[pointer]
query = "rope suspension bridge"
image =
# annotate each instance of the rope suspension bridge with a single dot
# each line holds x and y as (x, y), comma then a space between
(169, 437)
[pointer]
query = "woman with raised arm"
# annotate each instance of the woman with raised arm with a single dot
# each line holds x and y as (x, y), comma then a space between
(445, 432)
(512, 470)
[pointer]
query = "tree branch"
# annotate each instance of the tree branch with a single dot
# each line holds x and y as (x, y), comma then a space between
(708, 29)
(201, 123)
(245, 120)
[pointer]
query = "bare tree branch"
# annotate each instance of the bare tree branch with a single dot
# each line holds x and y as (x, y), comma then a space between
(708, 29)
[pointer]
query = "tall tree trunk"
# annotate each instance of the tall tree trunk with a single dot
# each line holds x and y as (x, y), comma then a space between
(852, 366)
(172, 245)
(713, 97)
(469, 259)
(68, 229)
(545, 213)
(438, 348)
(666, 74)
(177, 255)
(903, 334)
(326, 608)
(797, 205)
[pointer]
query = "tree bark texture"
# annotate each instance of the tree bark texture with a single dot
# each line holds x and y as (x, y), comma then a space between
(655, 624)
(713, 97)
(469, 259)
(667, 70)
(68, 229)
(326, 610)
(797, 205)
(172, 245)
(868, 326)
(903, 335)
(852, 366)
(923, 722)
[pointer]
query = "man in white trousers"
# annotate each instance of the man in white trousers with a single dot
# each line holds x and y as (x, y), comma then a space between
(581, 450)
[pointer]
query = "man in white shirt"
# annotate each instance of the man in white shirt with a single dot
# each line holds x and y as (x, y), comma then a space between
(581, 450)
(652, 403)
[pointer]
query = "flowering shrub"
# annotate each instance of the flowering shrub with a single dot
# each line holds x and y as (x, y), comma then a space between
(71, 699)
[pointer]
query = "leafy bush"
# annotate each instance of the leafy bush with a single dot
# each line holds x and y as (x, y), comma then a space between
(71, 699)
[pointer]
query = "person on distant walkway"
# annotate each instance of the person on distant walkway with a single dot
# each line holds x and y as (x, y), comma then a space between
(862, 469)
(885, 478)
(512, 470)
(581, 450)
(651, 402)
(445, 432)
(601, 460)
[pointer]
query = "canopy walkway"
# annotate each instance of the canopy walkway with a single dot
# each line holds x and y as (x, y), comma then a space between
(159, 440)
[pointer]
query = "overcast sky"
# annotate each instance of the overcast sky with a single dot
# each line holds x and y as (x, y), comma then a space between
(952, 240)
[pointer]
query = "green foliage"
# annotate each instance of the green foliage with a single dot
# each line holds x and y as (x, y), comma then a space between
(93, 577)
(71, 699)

● ● ● ● ●

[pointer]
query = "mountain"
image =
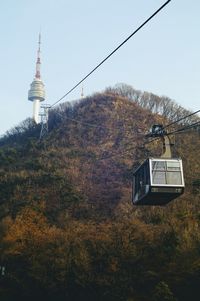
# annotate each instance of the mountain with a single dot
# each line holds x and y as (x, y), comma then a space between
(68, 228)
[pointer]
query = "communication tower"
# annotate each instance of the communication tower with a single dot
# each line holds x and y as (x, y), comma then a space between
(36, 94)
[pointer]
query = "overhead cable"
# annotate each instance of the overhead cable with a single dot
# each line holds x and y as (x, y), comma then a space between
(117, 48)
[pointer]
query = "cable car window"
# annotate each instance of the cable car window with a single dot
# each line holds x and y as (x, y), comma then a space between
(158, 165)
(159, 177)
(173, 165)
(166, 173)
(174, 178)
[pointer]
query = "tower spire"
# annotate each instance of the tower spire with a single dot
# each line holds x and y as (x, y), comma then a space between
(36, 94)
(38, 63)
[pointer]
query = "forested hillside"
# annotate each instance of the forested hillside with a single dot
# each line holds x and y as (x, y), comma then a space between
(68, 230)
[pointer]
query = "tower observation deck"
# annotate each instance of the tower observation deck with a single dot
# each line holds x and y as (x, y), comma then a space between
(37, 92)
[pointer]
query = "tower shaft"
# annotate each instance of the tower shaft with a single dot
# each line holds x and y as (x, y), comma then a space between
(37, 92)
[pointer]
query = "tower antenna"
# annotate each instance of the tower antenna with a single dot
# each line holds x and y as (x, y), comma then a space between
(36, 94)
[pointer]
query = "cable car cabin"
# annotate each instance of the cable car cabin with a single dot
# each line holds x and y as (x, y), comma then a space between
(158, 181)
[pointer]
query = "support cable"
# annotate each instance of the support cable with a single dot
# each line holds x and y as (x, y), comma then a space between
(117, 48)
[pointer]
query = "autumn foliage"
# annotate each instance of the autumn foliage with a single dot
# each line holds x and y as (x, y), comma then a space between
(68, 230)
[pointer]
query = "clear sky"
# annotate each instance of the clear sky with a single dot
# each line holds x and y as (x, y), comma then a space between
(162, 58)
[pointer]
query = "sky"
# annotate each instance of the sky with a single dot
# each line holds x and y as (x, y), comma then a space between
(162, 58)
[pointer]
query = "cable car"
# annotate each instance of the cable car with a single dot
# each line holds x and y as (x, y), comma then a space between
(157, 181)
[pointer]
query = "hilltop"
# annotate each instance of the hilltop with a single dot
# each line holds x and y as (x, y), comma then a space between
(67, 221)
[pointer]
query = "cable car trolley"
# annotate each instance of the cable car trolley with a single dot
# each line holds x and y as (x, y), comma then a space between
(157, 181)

● ● ● ● ●

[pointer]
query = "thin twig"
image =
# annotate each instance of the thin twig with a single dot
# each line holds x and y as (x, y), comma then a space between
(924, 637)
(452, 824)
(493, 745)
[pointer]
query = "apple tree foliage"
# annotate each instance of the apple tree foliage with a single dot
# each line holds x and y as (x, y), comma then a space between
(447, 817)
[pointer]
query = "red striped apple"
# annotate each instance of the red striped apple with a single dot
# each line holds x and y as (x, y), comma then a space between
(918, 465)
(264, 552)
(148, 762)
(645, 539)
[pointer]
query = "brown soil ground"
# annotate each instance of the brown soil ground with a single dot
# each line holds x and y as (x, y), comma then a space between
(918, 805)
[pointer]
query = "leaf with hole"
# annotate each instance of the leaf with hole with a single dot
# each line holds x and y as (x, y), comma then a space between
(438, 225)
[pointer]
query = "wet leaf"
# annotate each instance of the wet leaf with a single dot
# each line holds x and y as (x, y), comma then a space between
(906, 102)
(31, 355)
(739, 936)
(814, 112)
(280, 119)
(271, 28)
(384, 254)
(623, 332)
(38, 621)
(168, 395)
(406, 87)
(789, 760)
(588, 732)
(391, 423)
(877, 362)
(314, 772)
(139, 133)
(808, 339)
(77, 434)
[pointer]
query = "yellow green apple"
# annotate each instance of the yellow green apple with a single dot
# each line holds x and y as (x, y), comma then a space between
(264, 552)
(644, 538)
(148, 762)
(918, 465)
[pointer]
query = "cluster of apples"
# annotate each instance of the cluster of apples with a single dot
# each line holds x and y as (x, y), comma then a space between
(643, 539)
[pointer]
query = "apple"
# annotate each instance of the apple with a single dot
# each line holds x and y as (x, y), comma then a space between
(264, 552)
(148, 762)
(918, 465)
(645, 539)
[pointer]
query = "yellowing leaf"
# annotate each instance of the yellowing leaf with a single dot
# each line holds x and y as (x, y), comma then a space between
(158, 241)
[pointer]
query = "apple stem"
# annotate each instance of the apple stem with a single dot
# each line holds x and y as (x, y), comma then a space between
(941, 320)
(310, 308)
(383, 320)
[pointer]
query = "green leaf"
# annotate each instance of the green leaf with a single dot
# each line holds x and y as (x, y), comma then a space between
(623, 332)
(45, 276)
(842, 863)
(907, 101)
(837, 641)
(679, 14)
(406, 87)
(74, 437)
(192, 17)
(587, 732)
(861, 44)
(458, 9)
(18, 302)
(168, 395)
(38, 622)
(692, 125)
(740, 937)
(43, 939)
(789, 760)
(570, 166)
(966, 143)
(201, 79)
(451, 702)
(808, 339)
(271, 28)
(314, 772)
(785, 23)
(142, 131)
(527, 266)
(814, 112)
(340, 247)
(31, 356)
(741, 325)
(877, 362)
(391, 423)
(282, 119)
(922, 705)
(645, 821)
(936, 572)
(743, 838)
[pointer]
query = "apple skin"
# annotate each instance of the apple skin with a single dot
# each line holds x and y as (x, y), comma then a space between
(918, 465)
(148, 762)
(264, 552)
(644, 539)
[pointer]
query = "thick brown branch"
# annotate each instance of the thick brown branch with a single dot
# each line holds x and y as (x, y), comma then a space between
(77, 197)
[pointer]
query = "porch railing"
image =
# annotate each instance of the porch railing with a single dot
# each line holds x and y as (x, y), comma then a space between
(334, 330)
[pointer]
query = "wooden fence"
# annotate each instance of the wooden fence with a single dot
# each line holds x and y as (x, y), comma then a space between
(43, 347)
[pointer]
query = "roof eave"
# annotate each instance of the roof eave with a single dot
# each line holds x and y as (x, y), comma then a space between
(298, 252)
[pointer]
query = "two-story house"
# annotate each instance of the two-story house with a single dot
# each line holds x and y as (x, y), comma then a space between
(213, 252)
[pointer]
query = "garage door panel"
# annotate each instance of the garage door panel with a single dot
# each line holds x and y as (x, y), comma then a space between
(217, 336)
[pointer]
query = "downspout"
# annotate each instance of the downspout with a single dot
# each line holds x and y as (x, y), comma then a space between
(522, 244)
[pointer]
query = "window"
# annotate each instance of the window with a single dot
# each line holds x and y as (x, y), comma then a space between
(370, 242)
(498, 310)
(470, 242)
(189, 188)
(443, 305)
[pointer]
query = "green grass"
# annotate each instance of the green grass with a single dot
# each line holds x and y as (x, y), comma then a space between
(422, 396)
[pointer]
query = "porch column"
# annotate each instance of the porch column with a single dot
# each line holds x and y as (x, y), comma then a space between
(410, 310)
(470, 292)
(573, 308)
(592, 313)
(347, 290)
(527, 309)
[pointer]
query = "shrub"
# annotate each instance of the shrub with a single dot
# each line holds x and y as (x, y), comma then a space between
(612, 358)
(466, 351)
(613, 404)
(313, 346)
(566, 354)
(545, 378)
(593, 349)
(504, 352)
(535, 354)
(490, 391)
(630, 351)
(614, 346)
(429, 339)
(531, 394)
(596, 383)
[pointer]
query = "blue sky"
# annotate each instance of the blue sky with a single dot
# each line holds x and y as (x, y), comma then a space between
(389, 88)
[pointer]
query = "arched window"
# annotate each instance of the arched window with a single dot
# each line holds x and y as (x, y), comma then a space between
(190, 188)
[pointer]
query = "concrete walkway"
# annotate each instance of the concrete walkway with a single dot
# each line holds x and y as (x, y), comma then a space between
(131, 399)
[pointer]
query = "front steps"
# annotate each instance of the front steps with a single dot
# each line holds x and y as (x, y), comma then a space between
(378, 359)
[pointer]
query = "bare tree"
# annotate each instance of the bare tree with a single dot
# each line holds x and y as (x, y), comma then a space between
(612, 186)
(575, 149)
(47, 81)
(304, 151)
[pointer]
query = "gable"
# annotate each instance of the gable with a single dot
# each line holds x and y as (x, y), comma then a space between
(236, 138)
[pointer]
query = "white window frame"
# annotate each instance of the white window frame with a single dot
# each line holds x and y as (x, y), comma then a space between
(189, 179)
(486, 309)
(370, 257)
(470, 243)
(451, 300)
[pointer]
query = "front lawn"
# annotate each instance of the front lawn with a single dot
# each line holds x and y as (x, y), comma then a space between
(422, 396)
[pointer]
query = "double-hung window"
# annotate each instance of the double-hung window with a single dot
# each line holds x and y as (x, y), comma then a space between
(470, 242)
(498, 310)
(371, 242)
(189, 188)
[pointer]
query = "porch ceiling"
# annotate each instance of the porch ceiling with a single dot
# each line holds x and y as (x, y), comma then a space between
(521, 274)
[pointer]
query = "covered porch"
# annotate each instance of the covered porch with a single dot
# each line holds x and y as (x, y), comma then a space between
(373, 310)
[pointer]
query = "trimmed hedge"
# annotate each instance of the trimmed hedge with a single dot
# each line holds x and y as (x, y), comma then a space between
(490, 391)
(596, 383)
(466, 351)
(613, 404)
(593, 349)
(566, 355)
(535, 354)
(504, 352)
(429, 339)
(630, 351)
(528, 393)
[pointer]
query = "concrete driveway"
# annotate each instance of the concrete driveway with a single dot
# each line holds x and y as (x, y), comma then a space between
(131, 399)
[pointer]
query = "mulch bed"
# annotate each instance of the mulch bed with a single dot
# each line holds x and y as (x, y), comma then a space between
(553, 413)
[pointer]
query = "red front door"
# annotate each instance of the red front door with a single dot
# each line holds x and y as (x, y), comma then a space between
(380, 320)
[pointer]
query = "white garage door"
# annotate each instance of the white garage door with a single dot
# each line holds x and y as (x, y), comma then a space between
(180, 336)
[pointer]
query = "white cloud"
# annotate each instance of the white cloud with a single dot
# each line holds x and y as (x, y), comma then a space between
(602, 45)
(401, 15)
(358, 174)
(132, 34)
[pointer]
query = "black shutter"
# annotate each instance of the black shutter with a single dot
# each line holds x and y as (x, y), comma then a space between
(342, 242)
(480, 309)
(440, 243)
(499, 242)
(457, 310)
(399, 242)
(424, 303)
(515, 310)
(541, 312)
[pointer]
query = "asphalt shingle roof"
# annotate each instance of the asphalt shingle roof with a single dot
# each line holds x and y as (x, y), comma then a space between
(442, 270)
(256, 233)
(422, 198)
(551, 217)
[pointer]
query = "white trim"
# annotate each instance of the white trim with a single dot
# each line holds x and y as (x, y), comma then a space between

● ● ● ● ●

◆ **Your instructions**:
Search the records for the string "window", and copy every line that holds it.

◆ **Answer space**:
query = "cable car window"
# annotate each instance of the cable car window with a single dot
query = "window"
# annotate each instance of the window with a single dot
query = "arched window"
# annotate each instance of the arched window with a single dot
query = "white window frame"
# annotate each instance of the white window frame with a single dot
query = "double-hung window"
# annotate each instance of the double-hung window with a single dot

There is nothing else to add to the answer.